## EXERCISE DETAILS
Retype the material below. Keep every word exactly as it is.

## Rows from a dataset
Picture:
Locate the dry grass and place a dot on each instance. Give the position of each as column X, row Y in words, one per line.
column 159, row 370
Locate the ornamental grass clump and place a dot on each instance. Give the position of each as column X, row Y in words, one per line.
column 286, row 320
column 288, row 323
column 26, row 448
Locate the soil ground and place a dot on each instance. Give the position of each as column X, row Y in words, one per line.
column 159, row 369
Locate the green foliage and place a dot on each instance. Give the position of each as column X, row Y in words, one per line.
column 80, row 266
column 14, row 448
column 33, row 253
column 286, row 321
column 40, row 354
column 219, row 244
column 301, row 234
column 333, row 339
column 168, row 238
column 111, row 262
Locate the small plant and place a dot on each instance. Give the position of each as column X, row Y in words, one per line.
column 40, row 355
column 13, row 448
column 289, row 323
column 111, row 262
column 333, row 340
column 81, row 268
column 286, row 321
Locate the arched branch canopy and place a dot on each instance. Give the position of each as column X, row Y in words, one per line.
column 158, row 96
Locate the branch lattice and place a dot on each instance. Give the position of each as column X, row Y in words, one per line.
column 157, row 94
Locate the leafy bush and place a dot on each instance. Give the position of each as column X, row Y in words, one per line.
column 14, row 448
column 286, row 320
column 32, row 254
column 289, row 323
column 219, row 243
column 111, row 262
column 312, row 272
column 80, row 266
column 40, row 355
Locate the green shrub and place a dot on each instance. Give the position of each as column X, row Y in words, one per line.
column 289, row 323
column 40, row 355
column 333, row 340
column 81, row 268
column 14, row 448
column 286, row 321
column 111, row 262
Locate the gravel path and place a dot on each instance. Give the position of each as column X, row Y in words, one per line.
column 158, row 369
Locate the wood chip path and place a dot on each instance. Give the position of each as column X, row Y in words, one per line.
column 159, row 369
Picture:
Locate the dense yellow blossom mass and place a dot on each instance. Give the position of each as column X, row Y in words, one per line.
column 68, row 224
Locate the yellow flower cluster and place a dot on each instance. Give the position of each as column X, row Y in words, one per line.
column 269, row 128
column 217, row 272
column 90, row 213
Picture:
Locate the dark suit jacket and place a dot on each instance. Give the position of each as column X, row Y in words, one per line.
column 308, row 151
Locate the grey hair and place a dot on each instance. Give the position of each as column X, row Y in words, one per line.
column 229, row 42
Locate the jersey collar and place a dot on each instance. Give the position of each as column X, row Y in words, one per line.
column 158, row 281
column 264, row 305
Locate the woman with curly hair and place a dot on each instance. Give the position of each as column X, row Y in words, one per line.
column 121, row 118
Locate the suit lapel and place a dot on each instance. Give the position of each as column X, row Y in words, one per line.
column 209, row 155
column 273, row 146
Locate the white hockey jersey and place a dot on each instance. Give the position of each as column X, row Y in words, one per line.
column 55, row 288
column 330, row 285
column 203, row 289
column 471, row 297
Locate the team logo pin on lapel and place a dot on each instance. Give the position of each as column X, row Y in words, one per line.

## ANSWER BELOW
Picture:
Locate the dry grass and place a dot on each instance. Give the position of each as column X, row Y in words, one per line.
column 159, row 370
Locate the ornamental grass clump and place a dot on each instance. Give the position of each as column X, row Y in words, one per line.
column 286, row 320
column 288, row 323
column 26, row 448
Locate the soil ground and place a dot on each instance. Give the position of each as column X, row Y in words, one per line.
column 159, row 369
Locate the green foliage and place a dot on each instance. Give the position of each as column X, row Y in words, one per line.
column 80, row 266
column 14, row 448
column 33, row 253
column 286, row 321
column 40, row 354
column 219, row 244
column 301, row 234
column 333, row 339
column 168, row 238
column 111, row 262
Locate the small plant and place a dot on each instance. Give the position of each as column X, row Y in words, one per line.
column 40, row 355
column 13, row 448
column 289, row 323
column 111, row 262
column 333, row 340
column 81, row 268
column 286, row 321
Locate the arched branch canopy and place a dot on each instance. Give the position of each as column X, row Y in words, one per line.
column 158, row 96
Locate the branch lattice and place a dot on each instance. Give the position of each as column X, row Y in words, one per line.
column 157, row 94
Locate the leafy bush and place a dot on each instance. Give the position of each as column X, row Y in words, one per line.
column 14, row 448
column 286, row 320
column 32, row 254
column 289, row 323
column 219, row 243
column 111, row 262
column 312, row 272
column 80, row 266
column 40, row 355
Locate the green shrub and place a dot on each instance. Give the position of each as column X, row Y in words, one per line.
column 289, row 323
column 40, row 355
column 333, row 340
column 81, row 268
column 14, row 448
column 286, row 321
column 111, row 262
Locate the gravel path and place a dot on each instance. Give the position of each as column X, row Y in words, one per line.
column 158, row 369
Locate the wood chip path and place a dot on each instance. Give the position of each as column X, row Y in words, one per line.
column 159, row 369
Picture:
Locate the dense yellow blossom mass and place a dot on each instance. Give the position of each as column X, row Y in words, one per line.
column 68, row 224
Locate the yellow flower cluster and place a dot on each instance. Give the position of each as column X, row Y in words, one per line.
column 269, row 128
column 217, row 272
column 90, row 213
Picture:
Locate the dark suit jacket and place a dot on each instance. Give the position of each as column X, row Y in words, one per line.
column 308, row 151
Locate the grey hair and place a dot on each instance. Give the position of each as column X, row Y in words, one per line.
column 229, row 42
Locate the jersey collar and place a dot on each instance. Give the position of each as column X, row Y in words, one per line.
column 158, row 281
column 264, row 305
Locate the woman with curly hair and place a dot on each instance. Give the position of each as column X, row Y in words, one per line.
column 121, row 118
Locate the suit lapel and place a dot on each instance. Give the position of each as column X, row Y in words, one per line.
column 209, row 155
column 273, row 146
Locate the white hockey jersey and place a dot on each instance. Give the position of each as column X, row Y in words, one per line.
column 55, row 288
column 330, row 285
column 203, row 289
column 471, row 297
Locate the team logo pin on lapel and place a dot on each instance. Give the position of each as column X, row Y in words, one per line.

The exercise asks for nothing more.